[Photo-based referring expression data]
----------
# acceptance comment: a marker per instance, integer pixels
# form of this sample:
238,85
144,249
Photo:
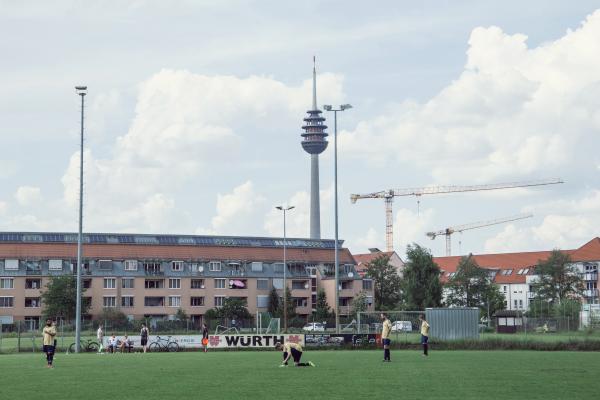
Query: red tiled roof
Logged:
515,261
121,252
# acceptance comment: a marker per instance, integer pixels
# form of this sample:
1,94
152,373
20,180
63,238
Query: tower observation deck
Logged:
314,142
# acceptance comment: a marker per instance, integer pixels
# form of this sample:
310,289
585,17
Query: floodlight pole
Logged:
81,91
284,209
336,261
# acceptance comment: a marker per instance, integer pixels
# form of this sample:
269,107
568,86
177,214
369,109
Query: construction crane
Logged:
388,196
473,225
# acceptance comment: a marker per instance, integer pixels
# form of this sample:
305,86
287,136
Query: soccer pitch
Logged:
338,375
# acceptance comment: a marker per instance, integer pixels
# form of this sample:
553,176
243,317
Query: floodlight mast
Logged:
81,91
343,107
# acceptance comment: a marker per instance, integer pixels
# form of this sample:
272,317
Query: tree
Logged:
387,283
421,286
359,304
557,279
323,311
472,286
60,298
274,307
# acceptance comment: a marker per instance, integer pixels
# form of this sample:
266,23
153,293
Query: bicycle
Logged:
162,344
86,345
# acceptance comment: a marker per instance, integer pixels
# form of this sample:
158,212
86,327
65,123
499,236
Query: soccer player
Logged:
205,337
49,332
293,350
385,337
100,337
144,337
424,334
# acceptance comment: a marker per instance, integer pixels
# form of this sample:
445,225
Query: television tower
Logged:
314,143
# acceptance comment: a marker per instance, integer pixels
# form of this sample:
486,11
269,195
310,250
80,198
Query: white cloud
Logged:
28,195
565,224
513,112
186,126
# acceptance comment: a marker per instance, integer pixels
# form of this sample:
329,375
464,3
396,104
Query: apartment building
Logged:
155,275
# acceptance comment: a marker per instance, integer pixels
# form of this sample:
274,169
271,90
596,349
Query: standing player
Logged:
293,350
205,337
385,337
100,337
144,337
49,332
424,334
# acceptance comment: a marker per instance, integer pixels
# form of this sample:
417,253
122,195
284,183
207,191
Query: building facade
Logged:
153,276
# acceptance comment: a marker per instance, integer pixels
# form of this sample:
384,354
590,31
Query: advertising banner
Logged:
216,341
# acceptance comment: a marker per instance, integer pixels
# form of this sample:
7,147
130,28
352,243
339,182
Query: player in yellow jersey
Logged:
385,337
424,334
293,350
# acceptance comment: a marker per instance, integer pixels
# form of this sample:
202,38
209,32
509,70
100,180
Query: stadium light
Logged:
337,262
81,91
285,210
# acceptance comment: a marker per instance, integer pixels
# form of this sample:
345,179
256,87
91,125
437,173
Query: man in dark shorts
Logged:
205,337
144,337
49,332
293,350
385,337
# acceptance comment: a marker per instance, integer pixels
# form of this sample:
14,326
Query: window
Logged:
154,301
127,301
6,302
299,285
174,301
109,301
197,283
110,283
197,301
130,265
262,301
278,283
32,302
127,283
262,284
154,284
7,283
177,266
219,283
219,301
33,283
11,265
256,267
55,265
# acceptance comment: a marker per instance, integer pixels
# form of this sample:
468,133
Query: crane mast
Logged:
388,196
474,225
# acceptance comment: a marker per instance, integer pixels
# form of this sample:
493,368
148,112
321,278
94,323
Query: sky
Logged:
194,112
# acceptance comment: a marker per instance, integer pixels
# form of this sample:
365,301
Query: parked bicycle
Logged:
164,344
85,345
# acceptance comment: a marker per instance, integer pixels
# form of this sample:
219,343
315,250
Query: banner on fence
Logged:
216,341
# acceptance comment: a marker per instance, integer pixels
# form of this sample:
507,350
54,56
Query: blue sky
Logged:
195,108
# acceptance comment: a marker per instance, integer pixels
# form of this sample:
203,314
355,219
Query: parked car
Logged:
401,326
314,327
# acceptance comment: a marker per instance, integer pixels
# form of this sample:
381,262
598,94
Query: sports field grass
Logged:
338,375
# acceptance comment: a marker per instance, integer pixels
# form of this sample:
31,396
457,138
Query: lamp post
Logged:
81,91
337,266
285,210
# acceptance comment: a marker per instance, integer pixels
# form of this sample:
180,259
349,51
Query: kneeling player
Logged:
293,350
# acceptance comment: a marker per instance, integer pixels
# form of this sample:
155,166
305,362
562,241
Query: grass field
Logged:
338,375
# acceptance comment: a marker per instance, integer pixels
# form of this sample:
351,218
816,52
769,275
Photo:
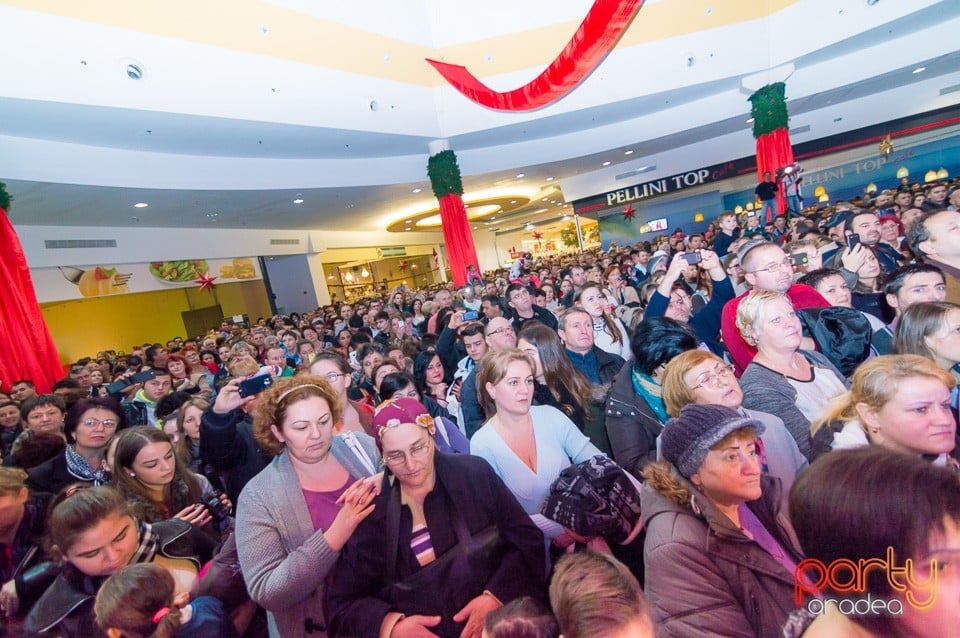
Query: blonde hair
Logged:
751,309
492,370
875,382
675,392
272,406
595,595
12,480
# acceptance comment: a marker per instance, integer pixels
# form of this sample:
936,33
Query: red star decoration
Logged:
205,281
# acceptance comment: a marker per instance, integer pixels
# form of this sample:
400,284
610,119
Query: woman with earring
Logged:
421,564
157,484
294,517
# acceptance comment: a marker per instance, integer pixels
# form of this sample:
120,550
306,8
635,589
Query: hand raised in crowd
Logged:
474,612
357,504
415,627
456,320
194,514
853,260
229,399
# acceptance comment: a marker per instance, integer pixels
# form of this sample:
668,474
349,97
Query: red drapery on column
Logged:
458,237
444,173
770,129
27,350
774,151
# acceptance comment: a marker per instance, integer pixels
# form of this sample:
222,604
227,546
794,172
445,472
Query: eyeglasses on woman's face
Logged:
719,374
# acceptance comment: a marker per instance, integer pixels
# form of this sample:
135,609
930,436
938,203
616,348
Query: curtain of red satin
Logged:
774,151
458,237
27,350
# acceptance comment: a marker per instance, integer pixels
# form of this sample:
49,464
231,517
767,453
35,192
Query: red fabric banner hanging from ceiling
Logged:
27,350
458,237
774,151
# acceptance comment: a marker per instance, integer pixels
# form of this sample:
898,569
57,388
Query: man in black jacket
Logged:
576,333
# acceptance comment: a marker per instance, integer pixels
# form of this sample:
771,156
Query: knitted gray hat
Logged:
686,439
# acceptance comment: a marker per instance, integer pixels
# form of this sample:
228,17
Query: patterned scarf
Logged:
80,468
650,390
148,546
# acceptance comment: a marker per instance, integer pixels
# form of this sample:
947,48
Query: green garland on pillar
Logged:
444,174
769,109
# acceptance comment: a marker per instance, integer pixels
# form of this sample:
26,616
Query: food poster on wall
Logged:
99,280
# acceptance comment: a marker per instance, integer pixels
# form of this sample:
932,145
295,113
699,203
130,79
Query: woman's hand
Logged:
229,399
357,505
9,601
853,260
196,515
474,613
415,627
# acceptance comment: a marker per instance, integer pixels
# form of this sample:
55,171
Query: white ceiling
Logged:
216,135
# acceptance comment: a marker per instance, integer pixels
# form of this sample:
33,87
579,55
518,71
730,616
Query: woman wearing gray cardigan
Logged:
793,384
296,515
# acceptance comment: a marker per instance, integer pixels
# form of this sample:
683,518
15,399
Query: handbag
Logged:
453,579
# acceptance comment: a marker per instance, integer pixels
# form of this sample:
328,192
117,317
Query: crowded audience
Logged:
383,466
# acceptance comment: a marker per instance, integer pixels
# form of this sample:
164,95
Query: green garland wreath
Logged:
769,109
5,198
444,174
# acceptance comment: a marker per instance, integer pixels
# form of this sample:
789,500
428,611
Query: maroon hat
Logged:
392,413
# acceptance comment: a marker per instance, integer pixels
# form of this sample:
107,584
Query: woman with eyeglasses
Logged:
336,370
701,377
295,517
446,542
783,379
88,426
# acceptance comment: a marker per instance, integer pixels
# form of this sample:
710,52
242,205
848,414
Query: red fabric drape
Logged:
599,32
27,350
458,237
774,151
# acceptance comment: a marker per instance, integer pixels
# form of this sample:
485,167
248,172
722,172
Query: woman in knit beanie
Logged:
719,553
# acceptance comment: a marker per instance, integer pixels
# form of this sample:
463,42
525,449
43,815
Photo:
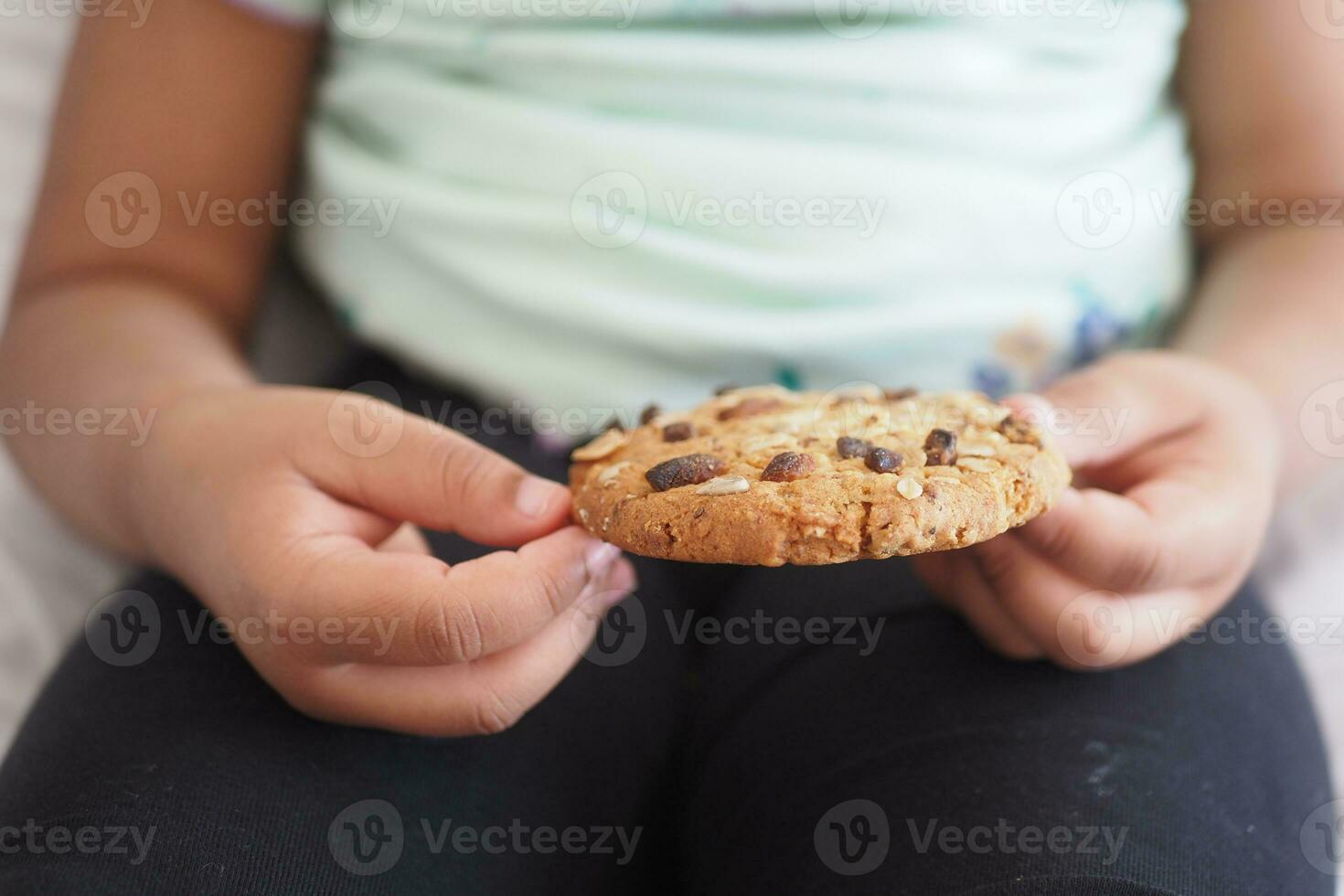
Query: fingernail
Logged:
598,558
534,496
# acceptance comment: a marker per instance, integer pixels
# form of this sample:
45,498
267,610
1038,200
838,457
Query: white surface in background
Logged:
48,579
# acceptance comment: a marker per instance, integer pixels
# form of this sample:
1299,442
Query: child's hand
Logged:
272,506
1171,503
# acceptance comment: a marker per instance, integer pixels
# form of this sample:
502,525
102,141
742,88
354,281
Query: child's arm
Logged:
261,498
1214,429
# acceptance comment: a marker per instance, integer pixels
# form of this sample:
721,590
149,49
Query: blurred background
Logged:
48,577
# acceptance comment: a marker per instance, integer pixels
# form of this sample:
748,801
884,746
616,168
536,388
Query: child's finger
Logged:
406,539
1156,536
1078,624
428,613
484,698
1109,410
433,477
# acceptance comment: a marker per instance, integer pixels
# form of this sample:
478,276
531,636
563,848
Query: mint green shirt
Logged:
594,203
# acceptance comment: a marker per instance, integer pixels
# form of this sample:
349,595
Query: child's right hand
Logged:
269,506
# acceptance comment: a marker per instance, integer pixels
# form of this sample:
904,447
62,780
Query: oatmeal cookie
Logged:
765,475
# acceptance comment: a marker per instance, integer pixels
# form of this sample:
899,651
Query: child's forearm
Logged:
85,371
1270,309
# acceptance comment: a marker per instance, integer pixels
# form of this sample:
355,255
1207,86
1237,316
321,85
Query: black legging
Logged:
746,731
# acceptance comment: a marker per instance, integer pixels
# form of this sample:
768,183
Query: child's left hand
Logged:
1176,465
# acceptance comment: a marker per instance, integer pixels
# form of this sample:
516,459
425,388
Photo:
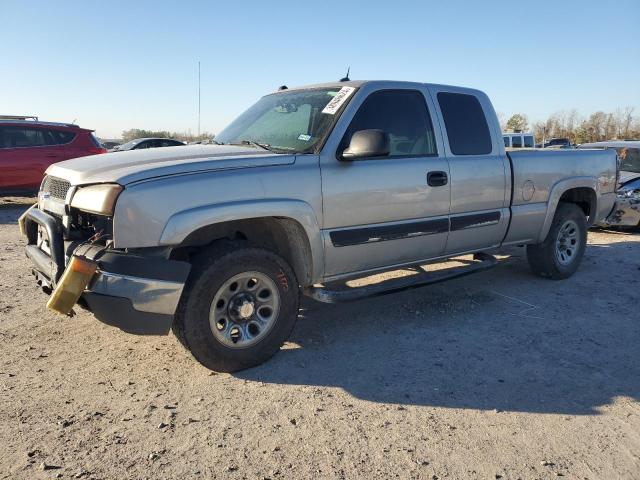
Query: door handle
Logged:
437,179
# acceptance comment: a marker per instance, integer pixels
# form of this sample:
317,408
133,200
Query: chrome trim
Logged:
146,294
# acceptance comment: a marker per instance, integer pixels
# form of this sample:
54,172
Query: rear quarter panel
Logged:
540,177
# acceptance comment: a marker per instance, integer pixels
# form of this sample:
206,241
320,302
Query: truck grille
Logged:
56,187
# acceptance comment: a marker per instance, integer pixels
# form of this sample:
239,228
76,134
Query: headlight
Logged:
100,199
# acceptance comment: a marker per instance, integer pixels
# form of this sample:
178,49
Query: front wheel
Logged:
238,308
559,256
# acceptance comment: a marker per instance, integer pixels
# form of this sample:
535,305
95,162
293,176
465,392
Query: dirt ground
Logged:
495,375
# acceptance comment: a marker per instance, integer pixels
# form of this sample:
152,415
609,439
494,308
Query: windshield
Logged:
296,121
629,159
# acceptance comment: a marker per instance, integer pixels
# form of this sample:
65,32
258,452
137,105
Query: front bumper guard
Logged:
136,293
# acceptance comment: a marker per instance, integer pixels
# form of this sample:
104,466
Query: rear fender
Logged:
556,193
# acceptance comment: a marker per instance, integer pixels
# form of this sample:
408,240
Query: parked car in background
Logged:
627,209
556,143
518,140
140,143
29,147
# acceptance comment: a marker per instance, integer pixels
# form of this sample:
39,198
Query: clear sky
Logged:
133,64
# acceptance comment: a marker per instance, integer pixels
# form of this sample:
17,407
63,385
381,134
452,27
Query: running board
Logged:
483,261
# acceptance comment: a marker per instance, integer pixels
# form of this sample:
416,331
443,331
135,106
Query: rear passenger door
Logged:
480,176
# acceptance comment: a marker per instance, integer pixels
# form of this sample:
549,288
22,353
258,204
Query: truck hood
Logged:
136,165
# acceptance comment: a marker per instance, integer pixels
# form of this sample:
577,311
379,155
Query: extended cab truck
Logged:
309,186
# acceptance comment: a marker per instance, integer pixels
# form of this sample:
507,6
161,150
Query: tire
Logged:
560,254
261,325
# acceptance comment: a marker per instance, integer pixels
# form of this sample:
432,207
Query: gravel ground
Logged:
496,375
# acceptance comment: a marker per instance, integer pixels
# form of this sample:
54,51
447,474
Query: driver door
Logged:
382,211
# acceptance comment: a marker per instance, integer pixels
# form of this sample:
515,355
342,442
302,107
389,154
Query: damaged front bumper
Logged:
626,211
136,293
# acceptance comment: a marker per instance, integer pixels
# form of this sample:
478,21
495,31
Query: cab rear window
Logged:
465,123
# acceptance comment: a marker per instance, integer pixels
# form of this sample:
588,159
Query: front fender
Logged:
556,193
181,224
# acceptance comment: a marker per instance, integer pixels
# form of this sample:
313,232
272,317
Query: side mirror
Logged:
367,143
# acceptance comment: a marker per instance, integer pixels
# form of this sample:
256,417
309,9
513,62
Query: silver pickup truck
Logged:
308,188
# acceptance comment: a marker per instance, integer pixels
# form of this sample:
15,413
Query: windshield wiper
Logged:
264,146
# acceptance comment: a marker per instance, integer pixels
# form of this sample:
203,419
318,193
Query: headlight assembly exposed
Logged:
100,199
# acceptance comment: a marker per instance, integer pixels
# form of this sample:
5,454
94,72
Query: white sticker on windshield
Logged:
336,102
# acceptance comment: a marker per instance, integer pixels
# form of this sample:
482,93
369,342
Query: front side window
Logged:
466,124
403,115
289,121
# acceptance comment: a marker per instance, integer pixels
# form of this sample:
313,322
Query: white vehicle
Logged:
518,140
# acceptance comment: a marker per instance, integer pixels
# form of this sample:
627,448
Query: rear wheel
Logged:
239,307
559,256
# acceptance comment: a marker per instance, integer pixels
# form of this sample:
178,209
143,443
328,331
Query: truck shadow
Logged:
502,339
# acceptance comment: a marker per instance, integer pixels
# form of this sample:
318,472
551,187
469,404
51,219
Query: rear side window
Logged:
466,125
62,137
403,115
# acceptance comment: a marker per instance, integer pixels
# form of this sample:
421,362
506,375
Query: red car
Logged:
28,147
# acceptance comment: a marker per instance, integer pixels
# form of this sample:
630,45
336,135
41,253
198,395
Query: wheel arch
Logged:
289,228
580,191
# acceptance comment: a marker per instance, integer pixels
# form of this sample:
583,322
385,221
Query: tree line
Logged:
134,133
621,124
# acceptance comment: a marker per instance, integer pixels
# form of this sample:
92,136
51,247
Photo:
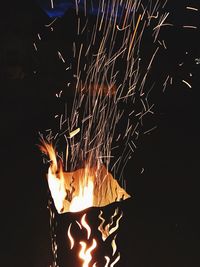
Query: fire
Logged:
85,251
85,254
82,188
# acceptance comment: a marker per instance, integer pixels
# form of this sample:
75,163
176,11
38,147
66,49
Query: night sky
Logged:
160,227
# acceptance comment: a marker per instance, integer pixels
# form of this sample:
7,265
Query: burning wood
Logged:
82,188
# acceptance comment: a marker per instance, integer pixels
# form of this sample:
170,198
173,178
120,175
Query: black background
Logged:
161,222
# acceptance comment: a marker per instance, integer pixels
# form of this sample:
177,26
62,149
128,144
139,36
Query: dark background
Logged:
161,222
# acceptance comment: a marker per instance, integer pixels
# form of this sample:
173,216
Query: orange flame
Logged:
80,189
85,254
107,230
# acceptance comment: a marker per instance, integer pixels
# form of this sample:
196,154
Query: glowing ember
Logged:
85,254
81,189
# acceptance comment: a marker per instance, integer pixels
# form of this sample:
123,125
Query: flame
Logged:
80,189
107,261
86,226
85,197
85,254
107,230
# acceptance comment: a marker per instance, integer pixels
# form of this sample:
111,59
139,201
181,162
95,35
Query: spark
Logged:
192,8
115,261
51,23
61,57
70,237
189,27
187,83
75,132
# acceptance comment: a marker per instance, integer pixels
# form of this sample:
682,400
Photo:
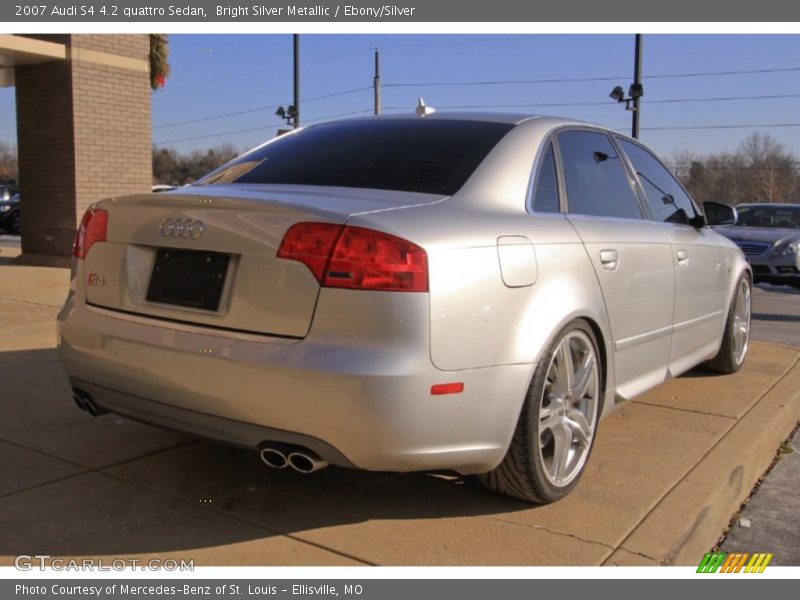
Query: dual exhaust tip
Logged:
276,456
280,456
85,402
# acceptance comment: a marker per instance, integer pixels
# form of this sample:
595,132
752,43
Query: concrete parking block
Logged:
623,558
42,335
93,515
689,520
37,412
16,315
771,514
49,285
21,469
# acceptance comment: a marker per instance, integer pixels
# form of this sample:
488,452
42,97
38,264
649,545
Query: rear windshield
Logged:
428,156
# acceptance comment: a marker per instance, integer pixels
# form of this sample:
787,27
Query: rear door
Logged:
631,256
701,267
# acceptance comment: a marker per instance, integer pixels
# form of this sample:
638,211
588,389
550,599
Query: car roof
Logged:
768,205
485,117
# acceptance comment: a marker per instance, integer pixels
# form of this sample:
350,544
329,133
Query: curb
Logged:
688,521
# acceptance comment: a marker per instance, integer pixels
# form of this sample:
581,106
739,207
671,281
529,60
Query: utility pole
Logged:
296,80
376,82
637,84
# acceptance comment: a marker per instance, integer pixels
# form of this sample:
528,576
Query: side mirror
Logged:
719,214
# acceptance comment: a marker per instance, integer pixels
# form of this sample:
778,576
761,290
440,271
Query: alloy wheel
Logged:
568,408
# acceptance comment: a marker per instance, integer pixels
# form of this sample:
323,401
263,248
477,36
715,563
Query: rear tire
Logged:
556,428
736,337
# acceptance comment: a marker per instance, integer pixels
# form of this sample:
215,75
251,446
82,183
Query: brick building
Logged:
83,128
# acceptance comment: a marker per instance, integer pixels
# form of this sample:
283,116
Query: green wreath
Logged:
159,60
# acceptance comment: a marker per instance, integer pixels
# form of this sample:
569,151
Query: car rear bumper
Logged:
356,402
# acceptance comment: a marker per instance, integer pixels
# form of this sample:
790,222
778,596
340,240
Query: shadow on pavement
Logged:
----------
ASSIGNMENT →
Among the lines of the data, some contain the word "building". How many are there? Reply with the number alone.

EXERCISE OUTPUT →
3